> [TASK REQUIREMENTS]
Give back, exactly and with nothing else, the lines running from the one that contains "185], [515, 107]]]" to the end of the entries below; do not include pictures.

Collected data:
+===+

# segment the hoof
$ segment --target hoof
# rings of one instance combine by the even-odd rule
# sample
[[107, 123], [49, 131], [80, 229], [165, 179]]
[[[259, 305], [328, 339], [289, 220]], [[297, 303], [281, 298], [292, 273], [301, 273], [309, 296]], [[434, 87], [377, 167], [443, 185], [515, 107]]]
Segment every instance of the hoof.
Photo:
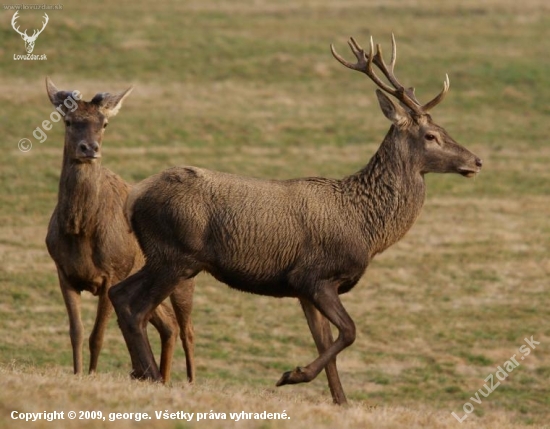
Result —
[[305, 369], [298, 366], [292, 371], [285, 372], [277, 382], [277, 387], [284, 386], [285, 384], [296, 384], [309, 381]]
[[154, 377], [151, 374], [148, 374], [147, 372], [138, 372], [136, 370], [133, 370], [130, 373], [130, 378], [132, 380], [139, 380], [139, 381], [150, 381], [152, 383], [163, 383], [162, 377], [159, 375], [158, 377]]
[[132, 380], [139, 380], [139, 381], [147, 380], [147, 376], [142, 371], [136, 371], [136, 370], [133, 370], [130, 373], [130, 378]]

+===+

> [SOLUTION TO THIS PROBLEM]
[[[259, 305], [328, 339], [289, 220]], [[297, 303], [281, 298], [292, 273], [301, 273], [309, 296]], [[434, 87], [377, 167], [443, 185], [515, 107]]]
Segment every instance of the hoof.
Photo:
Result —
[[305, 369], [298, 366], [292, 371], [285, 372], [277, 382], [277, 387], [284, 386], [285, 384], [296, 384], [309, 381]]
[[154, 377], [151, 374], [148, 374], [147, 372], [138, 372], [136, 370], [133, 370], [130, 373], [130, 378], [132, 380], [139, 380], [139, 381], [150, 381], [152, 383], [163, 383], [162, 377], [159, 375], [158, 377]]
[[132, 380], [139, 380], [139, 381], [147, 380], [147, 376], [142, 371], [136, 371], [136, 370], [133, 370], [130, 373], [130, 378]]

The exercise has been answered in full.